Excerpted passage START

Over the summer, health officials made the decision to update the old COVID boosters to better target newer strains of the virus that were circulating. They chose to go with XBB.1.5, which was driving infections at the time.

While this strain is no longer particularly active in the U.S., many of its close relatives are, and data shows that the updated shots will help to curb infections and illness caused by them. This is important because the variants currently circulating — including EG.5, or Eris — are better at evading the immunity afforded by the older bivalent boosters. Plus, it’s been a year since those vaccines became available, so their protection has waned in many people who received them.

“The updated vaccines are very important in that regard, to assure that people do have adequate immunity to the newer variants that are evolving,” David Montefiori, director of the Laboratory for HIV and COVID-19 Vaccine Research and Development at Duke University Medical Center, said in a recent media briefing on the topic.

Excerpted passage END
Data listing START

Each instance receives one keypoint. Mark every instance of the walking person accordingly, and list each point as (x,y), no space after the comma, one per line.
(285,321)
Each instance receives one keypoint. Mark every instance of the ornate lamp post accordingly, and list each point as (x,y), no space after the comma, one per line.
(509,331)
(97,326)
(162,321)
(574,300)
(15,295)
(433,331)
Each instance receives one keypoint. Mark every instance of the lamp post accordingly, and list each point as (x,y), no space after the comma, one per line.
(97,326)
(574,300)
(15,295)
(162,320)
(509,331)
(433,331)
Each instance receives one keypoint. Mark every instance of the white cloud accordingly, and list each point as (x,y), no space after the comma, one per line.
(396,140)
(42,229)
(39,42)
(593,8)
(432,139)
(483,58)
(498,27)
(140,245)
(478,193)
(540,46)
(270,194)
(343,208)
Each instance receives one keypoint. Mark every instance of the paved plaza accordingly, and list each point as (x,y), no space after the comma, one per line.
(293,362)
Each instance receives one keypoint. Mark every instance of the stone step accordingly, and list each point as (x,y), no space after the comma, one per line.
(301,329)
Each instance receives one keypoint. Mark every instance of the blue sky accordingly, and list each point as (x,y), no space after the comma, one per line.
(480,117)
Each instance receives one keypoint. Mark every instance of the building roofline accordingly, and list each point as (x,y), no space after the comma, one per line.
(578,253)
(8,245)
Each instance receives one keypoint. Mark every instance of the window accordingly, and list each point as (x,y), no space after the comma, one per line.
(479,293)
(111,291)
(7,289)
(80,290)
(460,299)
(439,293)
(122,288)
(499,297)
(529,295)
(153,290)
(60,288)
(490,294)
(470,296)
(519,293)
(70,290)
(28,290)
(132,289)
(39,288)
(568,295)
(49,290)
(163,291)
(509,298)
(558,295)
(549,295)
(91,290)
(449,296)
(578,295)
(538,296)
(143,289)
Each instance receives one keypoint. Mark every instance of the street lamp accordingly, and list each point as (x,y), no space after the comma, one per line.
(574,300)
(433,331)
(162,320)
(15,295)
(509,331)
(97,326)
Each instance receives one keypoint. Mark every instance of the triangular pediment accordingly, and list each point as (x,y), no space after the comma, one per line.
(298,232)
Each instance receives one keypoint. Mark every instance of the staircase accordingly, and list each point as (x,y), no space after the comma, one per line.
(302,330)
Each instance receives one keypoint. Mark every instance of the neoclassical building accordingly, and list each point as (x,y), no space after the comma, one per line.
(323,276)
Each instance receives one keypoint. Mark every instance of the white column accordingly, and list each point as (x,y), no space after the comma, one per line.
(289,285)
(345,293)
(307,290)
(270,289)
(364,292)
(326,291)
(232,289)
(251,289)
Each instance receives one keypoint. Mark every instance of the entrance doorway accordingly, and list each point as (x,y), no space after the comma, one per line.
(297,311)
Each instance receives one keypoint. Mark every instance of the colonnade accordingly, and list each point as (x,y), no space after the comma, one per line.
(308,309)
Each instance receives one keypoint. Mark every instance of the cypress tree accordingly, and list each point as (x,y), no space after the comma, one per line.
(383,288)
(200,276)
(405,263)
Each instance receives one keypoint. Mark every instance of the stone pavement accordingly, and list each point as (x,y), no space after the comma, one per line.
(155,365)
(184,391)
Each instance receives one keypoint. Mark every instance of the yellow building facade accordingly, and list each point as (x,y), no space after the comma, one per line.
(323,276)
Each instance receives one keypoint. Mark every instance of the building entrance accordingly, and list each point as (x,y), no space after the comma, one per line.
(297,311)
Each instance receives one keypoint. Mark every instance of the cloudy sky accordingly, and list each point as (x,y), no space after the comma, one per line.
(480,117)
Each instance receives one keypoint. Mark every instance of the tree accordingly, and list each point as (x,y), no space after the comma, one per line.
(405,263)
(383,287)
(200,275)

Data listing END

Directions for this task
Return the entire passage about updated COVID boosters word for word. These lines come from a separate source and have no connection to the passage about updated COVID boosters.

Exercise output
Over the summer, health officials made the decision to update the old COVID boosters to better target newer strains of the virus that were circulating. They chose to go with XBB.1.5, which was driving infections at the time.

While this strain is no longer particularly active in the U.S., many of its close relatives are, and data shows that the updated shots will help to curb infections and illness caused by them. This is important because the variants currently circulating — including EG.5, or Eris — are better at evading the immunity afforded by the older bivalent boosters. Plus, it’s been a year since those vaccines became available, so their protection has waned in many people who received them.

“The updated vaccines are very important in that regard, to assure that people do have adequate immunity to the newer variants that are evolving,” David Montefiori, director of the Laboratory for HIV and COVID-19 Vaccine Research and Development at Duke University Medical Center, said in a recent media briefing on the topic.